**Do this**
Put every line of the items below into a Markdown table with two columns, Row and Line. Number each row in the Row column and leave out blank lines.

** START **

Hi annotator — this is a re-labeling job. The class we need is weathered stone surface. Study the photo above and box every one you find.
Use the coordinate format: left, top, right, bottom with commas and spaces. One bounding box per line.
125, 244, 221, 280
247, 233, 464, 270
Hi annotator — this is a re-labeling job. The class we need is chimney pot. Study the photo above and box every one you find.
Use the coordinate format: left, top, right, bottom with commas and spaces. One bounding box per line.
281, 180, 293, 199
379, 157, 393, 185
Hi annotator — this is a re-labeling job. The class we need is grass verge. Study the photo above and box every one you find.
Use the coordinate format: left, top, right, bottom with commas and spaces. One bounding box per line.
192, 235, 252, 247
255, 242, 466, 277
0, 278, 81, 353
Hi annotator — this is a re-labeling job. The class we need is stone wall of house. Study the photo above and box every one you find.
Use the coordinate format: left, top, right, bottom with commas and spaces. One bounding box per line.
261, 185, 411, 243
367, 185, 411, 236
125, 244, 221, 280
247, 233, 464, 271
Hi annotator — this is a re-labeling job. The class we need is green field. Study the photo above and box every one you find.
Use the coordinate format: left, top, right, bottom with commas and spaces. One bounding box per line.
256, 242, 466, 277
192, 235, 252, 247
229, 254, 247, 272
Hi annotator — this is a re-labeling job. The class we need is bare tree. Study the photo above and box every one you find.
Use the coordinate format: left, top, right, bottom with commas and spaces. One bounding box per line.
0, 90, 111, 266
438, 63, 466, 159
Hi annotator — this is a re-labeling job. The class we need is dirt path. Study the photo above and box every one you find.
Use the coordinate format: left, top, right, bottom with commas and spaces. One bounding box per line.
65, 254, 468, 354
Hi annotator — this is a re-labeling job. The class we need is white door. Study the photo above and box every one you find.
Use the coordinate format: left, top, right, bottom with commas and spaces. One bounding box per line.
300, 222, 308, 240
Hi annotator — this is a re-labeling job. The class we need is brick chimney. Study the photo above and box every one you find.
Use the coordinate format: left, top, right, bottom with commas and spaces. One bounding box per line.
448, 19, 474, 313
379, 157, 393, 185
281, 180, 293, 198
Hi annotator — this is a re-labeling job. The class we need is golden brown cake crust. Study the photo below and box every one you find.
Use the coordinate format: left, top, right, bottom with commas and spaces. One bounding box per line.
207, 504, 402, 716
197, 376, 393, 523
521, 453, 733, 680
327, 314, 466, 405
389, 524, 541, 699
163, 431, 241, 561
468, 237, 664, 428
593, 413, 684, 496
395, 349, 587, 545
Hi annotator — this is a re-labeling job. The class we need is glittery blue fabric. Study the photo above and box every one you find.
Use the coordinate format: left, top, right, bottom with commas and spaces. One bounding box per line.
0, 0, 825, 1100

** END **

**Written solution**
| Row | Line |
|---|---|
| 1 | Hi annotator — this is a re-labeling job. The class we need is weathered stone surface. Study the photo above and box every one you find. |
| 2 | Use the coordinate format: left, top, right, bottom with commas and spaces. One bounding box per line. |
| 3 | 125, 244, 221, 280 |
| 4 | 247, 233, 464, 270 |
| 5 | Hi annotator — this is a re-labeling job. The class we need is chimney pot. Study the photo above and box every one you find. |
| 6 | Use the coordinate format: left, top, right, bottom with commas and spaces. One bounding box per line. |
| 7 | 281, 180, 293, 199 |
| 8 | 379, 157, 393, 185 |
| 9 | Hi annotator — this is a re-labeling job. The class we need is grass verge. Study the photo above and box every one you find. |
| 10 | Use the coordinate format: left, top, right, bottom with commas and spaces. One bounding box per line. |
| 11 | 192, 235, 252, 247 |
| 12 | 255, 242, 466, 277 |
| 13 | 0, 278, 81, 353 |
| 14 | Hi annotator — this is a re-labeling job. The class we need is stone wall of house. Study the photo above and box every one you find. |
| 15 | Use the coordinate format: left, top, right, bottom with commas and spaces. One bounding box per line. |
| 16 | 261, 185, 411, 243 |
| 17 | 367, 185, 411, 236 |
| 18 | 125, 244, 221, 280 |
| 19 | 247, 233, 464, 271 |
| 20 | Hi annotator — this is a re-labeling job. The class we need is green field. Study the photo above and box every one you find. |
| 21 | Use the coordinate format: left, top, right, bottom with commas and spaces. One bounding box per line. |
| 22 | 256, 242, 466, 277 |
| 23 | 192, 235, 252, 247 |
| 24 | 229, 254, 247, 272 |
| 25 | Hi annotator — this is a re-labeling job. The class we need is bare tree. Study the photo above and box every one you find. |
| 26 | Use the coordinate format: left, top, right, bottom with commas and spaces. One bounding box per line. |
| 27 | 0, 90, 111, 266 |
| 28 | 438, 63, 466, 159 |
| 29 | Hi annotator — this is a re-labeling job. The class we need is dirt path. Study the photo above and box every one you find. |
| 30 | Use the coordinate format: left, top, right, bottom with commas and spaces. One bounding box per line. |
| 31 | 65, 254, 468, 354 |
| 32 | Hi annotator — this is a re-labeling job. The class we need is white door. Study the photo above and box every one you find. |
| 33 | Use the coordinate format: left, top, right, bottom with commas and spaces. One bounding box per line. |
| 34 | 300, 222, 308, 240 |
| 35 | Hi annotator — this is a re-labeling job. The class we need is brick chimney. Study the photo above and box every one you find. |
| 36 | Use the coordinate format: left, top, right, bottom with commas and spaces. One bounding box per line. |
| 37 | 448, 19, 474, 313 |
| 38 | 379, 157, 393, 185 |
| 39 | 281, 180, 293, 198 |
| 40 | Hi annotator — this is a re-labeling job. The class we need is golden brown cake crust. Study the photo below and box every one you find. |
| 41 | Use the coordinate format: left, top, right, bottom with commas and spaces. One bounding box per line. |
| 42 | 207, 504, 402, 716 |
| 43 | 197, 376, 393, 523 |
| 44 | 521, 453, 733, 680 |
| 45 | 327, 314, 466, 405 |
| 46 | 389, 524, 541, 699 |
| 47 | 163, 431, 241, 561 |
| 48 | 468, 237, 664, 428 |
| 49 | 593, 413, 684, 496 |
| 50 | 395, 349, 587, 545 |
| 51 | Hi annotator — this is a re-labeling job. The class we need is glittery blue fabric. Study the photo above and box every one you find. |
| 52 | Use the coordinate format: left, top, right, bottom with commas and spaces. One bounding box per line. |
| 53 | 0, 0, 825, 1100 |